Factable requires a "Schema" which describes the shape of user relations, and the specific views Factable is expected to derive. A schema is defined by:

Dimensions

Dimensions are fields which may be extracted from journal messages.

Name:Short, unique name of the Dimension.
DimensionType:Type of Dimension fields (string, integer, time, etc).
DimTag:Unique, immutable integer tag identifying the Dimension.

For each Dimension, the user must provide an "extractor" function of the appropriate type and registered under the corresponding DimTag. Extractor functions accept mapped messages and return concrete dimension fields.

Metrics

Metrics are measures which may be calculated from a dimension (eg, given a "cost" dimension, a metric might sum over it). Factable metrics included simple aggregates like sums and gauges, as well as complex sketches like HyperLogLogs and HyperMinHashes.

Name:Short, unique name of the Metric.
Dimension:Name of the Dimension from which this Metric is derived.
MetricType:Type of the Metric (integer-sum, HLL(string), float-sum, int-gauge, etc). Must be consistent with the Dimension type.
MetTag:Unique, immutable integer tag identifying the Metric.

Mappings

For some use cases, messages may be de-normalized with respect to how the message might be modeled in a traditional data warehouse. For example, a single PurchaseEvent might capture multiple product SKUs. To build a relation at the product SKU grain, one first _maps_ the PurchaseEvent into a distinct row for each (PurcahseEvent, product SKU) tuple.

Factable Mappings similarly define the means of deriving rows from messages.

Name:Short, unique name of the Mapping.
MapTag:Unique, immutable integer tag identifying the Mapping.

Like Dimensions, the user must provide a function registered under the MapTag which converts an input message into zero or more []factable.RelationRow.

Relations

Factable leverages the insight that a traditional warehouse "relation" can also be defined in terms of application messages already stored across a set of Gazette Journals. Journals are immutable, which means relation rows can be reliably and repeatedly enumerated directly from the source journals.

Name:Short, unique name of the Relation.
Selector:Gazette label selector of Journals capturing Relation messages.
Mapping:Name of the Mapping applied to messages to obtain relation rows.
Dimensions:List of Dimensions which may be extracted from relation rows.
RelTag:Unique, immutable integer tag identifying the Relation.

Materialized Views

Views summarize a Relation, which may have extremely high cardinality, into a tractable reduced set of dimensions and measures. When a view is created, it first fills over all historical messages of relation journals until reaching the present. Thereafter the view is updated continuously by reading messages as they commit to relation journals, and updating the metric aggregates of affected view rows. Unless directed otherwise, views in Factable always reflect all messages of the relation, regardless of when the view was created.

Name:

Short, unique name of the MaterializedView.

Relation:

Name of the Relation materialized by this view.

Dimensions:

Ordered Dimensions summarized by the view. Views are indexed by the natural sort order of extracted Dimension fields. The chosen order if view fields is therefore essential to performance when filtering and grouping over the row. Eg, filtering over a leading dimension allows for skipping over large chunks of view rows. Filtering a trailing dimension will likely require examining each row.

Similarly, grouping over a strict prefix of a view's dimensions means the natural order of the query matches that of the view, and that queries can be executed via a linear scan of the view. Grouping over non-prefix dimensions is still possible, but requires buffering, sorting, and re-aggregation at query-time.

Metrics:

Metrics aggregated by the view.

■ ■ ■ ■

TO BE DONE —
**A)** In the Factable schema text, retype the passage between "For some use" and "or more []factable.RelationRow.", inclusive.
**B)** Which fields does the Factable schema text list for defining a Relation?

■ ■ ■ ■

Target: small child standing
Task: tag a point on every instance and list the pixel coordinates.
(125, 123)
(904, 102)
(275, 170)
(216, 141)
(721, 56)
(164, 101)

■ ■ ■ ■

PROBLEM SOLUTIONS —
**A)**
For some use cases, messages may be de-normalized with respect to how the message might be modeled in a traditional data warehouse. For example, a single PurchaseEvent might capture multiple product SKUs. To build a relation at the product SKU grain, one first _maps_ the PurchaseEvent into a distinct row for each (PurcahseEvent, product SKU) tuple.

Factable Mappings similarly define the means of deriving rows from messages.

Name:Short, unique name of the Mapping.
MapTag:Unique, immutable integer tag identifying the Mapping.

Like Dimensions, the user must provide a function registered under the MapTag which converts an input message into zero or more []factable.RelationRow.

**B)** Name, Selector, Mapping, Dimensions, RelTag